Task item -> From the line containing "Could you please annotate the tree" to the end of the records below, output each line exactly; include both ends and nothing else.

------ The records ------

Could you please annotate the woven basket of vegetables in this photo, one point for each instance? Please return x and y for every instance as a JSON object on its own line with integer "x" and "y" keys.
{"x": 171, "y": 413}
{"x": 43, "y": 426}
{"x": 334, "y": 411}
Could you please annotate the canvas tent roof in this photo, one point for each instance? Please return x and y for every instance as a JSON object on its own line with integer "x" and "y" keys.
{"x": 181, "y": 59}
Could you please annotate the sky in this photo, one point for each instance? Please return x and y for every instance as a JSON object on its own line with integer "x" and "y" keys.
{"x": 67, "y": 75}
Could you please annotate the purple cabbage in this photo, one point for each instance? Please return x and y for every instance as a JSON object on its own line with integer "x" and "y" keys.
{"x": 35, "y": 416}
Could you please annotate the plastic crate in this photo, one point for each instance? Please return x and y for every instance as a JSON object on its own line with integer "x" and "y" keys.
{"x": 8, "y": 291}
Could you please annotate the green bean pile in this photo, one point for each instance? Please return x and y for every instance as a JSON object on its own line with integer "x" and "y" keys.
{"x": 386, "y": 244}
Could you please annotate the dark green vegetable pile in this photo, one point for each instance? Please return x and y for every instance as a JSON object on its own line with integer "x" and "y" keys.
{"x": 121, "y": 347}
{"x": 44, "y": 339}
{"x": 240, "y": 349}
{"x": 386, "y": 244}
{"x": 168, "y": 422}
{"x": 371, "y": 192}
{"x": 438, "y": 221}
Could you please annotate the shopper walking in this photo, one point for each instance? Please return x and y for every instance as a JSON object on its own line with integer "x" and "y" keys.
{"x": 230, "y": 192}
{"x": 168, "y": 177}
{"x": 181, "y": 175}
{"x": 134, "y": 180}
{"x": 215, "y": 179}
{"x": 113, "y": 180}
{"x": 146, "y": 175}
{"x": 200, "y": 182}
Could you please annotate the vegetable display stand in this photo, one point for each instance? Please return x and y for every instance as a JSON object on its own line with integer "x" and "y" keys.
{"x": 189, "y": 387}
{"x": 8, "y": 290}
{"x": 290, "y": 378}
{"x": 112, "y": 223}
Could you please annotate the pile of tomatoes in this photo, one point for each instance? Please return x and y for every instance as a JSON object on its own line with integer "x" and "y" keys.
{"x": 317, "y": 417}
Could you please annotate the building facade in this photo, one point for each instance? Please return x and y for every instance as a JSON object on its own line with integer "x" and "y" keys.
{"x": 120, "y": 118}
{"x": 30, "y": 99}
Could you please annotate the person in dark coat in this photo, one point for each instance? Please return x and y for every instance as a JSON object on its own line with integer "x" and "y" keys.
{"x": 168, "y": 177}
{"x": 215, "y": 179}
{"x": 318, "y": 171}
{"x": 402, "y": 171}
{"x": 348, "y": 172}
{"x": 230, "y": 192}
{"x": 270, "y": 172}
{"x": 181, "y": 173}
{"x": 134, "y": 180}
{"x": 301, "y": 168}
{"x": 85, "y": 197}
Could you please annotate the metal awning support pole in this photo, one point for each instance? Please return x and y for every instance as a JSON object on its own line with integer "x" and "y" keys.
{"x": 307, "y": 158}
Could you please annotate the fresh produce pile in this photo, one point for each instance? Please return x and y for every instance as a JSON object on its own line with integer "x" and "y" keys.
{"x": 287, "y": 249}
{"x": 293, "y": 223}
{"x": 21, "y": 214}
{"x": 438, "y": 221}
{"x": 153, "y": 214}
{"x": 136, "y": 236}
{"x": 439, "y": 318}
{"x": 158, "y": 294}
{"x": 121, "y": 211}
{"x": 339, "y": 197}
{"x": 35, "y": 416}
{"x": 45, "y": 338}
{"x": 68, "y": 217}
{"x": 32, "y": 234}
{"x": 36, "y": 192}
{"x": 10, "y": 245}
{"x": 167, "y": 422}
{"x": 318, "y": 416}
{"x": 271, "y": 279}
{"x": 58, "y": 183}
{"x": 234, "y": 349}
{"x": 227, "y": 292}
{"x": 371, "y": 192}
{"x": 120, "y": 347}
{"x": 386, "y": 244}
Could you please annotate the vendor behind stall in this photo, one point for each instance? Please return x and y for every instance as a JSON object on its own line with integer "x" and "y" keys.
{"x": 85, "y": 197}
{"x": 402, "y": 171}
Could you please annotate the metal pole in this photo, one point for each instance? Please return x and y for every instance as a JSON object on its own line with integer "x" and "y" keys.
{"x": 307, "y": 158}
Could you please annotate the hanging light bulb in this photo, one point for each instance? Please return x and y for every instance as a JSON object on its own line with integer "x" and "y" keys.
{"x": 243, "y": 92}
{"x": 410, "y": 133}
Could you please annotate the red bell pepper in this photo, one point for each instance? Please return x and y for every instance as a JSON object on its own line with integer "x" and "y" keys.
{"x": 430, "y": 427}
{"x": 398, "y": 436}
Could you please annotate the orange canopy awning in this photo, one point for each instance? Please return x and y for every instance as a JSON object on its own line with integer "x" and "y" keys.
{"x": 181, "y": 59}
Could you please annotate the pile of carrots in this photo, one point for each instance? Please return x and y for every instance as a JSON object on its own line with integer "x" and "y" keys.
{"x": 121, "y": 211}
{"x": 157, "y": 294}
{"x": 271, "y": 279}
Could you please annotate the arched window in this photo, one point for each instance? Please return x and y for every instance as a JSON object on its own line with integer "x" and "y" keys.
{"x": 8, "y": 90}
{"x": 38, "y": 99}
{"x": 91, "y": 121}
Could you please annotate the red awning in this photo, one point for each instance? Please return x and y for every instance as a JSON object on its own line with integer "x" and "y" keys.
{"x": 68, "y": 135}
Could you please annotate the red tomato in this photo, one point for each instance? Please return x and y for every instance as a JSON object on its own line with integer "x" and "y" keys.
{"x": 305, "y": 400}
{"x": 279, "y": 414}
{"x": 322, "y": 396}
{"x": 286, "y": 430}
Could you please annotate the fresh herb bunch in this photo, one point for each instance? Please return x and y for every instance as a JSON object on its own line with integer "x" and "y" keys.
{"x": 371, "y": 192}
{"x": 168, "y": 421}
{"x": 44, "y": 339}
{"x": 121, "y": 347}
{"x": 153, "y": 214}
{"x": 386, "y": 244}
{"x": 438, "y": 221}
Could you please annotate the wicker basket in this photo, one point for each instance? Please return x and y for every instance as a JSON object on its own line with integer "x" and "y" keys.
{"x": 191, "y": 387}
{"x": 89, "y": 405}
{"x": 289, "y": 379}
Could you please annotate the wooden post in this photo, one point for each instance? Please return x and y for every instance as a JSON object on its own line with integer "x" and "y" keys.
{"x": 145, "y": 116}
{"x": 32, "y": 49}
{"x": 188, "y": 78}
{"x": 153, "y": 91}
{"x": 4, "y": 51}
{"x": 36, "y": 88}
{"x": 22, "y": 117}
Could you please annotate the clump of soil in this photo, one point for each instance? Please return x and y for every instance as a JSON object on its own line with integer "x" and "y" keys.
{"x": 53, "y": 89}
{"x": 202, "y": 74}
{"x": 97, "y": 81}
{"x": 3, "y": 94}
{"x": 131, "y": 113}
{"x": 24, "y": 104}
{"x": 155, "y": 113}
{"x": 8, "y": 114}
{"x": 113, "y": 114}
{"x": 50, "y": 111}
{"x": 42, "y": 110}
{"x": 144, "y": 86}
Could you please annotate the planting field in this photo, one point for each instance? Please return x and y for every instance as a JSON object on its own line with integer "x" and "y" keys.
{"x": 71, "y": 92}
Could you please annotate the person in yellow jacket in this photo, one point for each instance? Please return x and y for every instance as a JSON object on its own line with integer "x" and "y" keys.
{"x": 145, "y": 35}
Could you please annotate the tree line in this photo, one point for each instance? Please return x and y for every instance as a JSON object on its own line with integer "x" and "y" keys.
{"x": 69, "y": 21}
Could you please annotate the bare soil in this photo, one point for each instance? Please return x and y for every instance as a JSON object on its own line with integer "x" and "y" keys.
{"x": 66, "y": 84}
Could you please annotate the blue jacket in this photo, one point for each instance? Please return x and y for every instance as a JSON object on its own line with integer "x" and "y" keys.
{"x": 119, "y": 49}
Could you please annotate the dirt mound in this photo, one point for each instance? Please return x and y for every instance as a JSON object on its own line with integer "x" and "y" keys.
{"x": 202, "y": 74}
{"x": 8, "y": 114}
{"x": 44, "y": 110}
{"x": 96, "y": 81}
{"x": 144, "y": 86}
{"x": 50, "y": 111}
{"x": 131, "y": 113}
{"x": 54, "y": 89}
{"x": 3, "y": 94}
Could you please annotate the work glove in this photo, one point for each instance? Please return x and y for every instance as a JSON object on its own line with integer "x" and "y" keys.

------

Solved exercise ->
Could you please annotate the tree line in this photo, one point for each instance? Please return x and y for every instance as a JSON object on its own line with integer "x" and "y" keys.
{"x": 69, "y": 21}
Could you please annotate the bare soil in this photo, one point for each instance? Please return x and y for every instance as a JSON object on its own line with integer "x" and "y" keys.
{"x": 66, "y": 84}
Could you please annotate the blue jacket in this photo, one point for each instance? Please return x and y for every instance as a JSON object on its own line with integer "x" and "y" keys.
{"x": 119, "y": 49}
Could you please annotate the dirt mound in this photo, one point for each instance? Please return x and y for every instance as a JSON object on its own line with integer "x" and "y" keys.
{"x": 202, "y": 74}
{"x": 8, "y": 114}
{"x": 44, "y": 110}
{"x": 96, "y": 81}
{"x": 144, "y": 86}
{"x": 50, "y": 111}
{"x": 131, "y": 113}
{"x": 54, "y": 89}
{"x": 3, "y": 94}
Could you please annotate the work glove in this photo, one point for each instance? Please return x and y for every instance as a JSON object on its own line with integer "x" and "y" keys.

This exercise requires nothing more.